- Extrait -
"""

Cet article dispose seulement que l'on ne peut engager ses services à perpétuité. On y ajouta cette disposition, depuis longtemps admise par la jurisprudence, que le louage fait sans durée fixe, peut toujours cesser par la volonté de l'une des parties, et cette autre, douteuse en jurisprudence, ou non admise au moins d'une façon suivie et bien assurée, que la rupture du contrat par la volonté de l'un des contractants donnerait lieu, au profit de l'autre, à des dommages intérêts. Un amendement qui portait « résiliation du contrat sans motif légitime» fut écarté après de longs débats comme inutile, puisqu'on ne saurait condamner celui qui use de son droit et que c'est seulement au cas contraire qu'une indemnité peut être due.

"""

- Matériel recueilli -
"""

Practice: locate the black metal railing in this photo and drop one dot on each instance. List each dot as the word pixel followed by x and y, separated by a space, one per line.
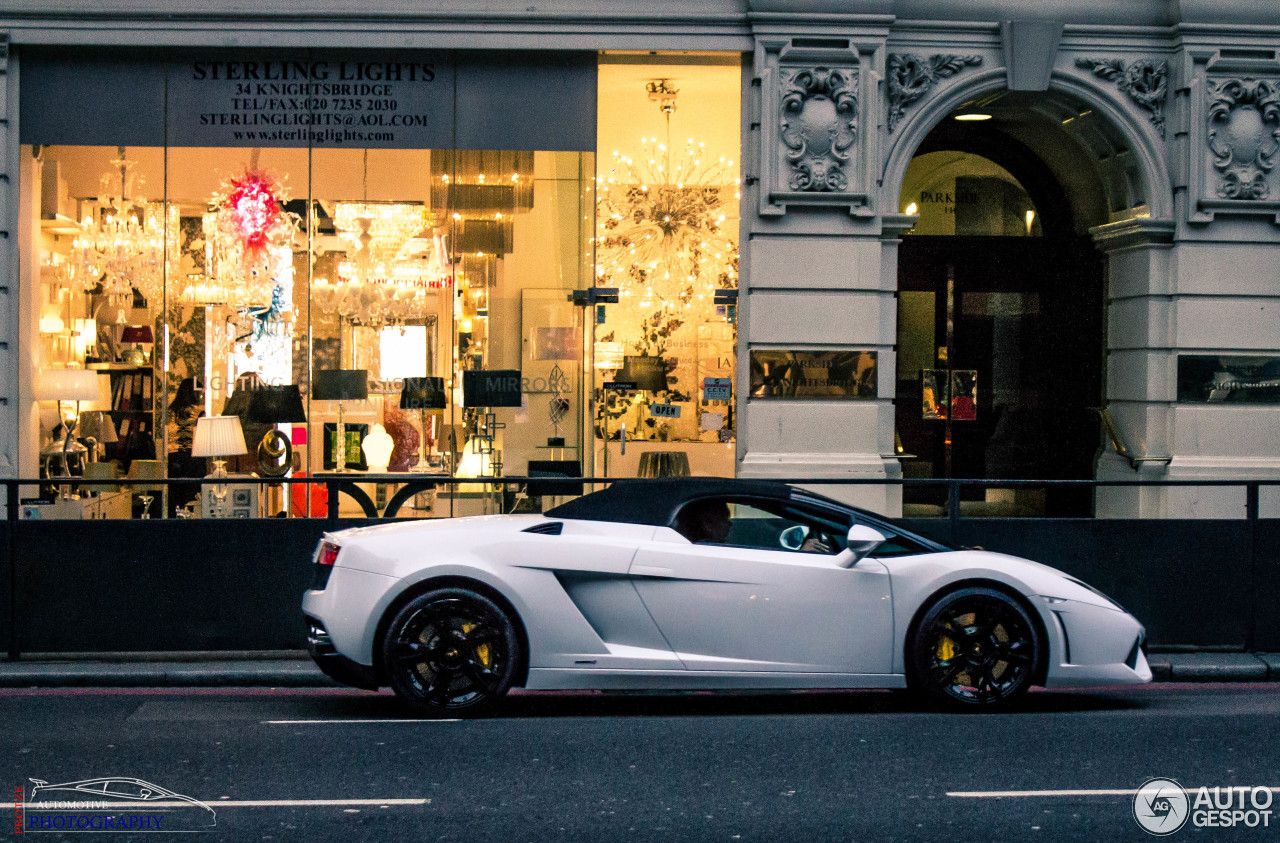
pixel 227 583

"""

D'après l'extrait sur le louage de services, quelles dispositions l'article contient-il, en comptant sa disposition d'origine et celles qu'on y ajouta ? Énumérez-les toutes. Le matériel recueilli est indépendant de l'extrait.

- Réponse -
- On ne peut engager ses services à perpétuité.
- Le louage fait sans durée fixe peut toujours cesser par la volonté de l'une des parties.
- La rupture du contrat par la volonté de l'un des contractants donne lieu, au profit de l'autre, à des dommages-intérêts.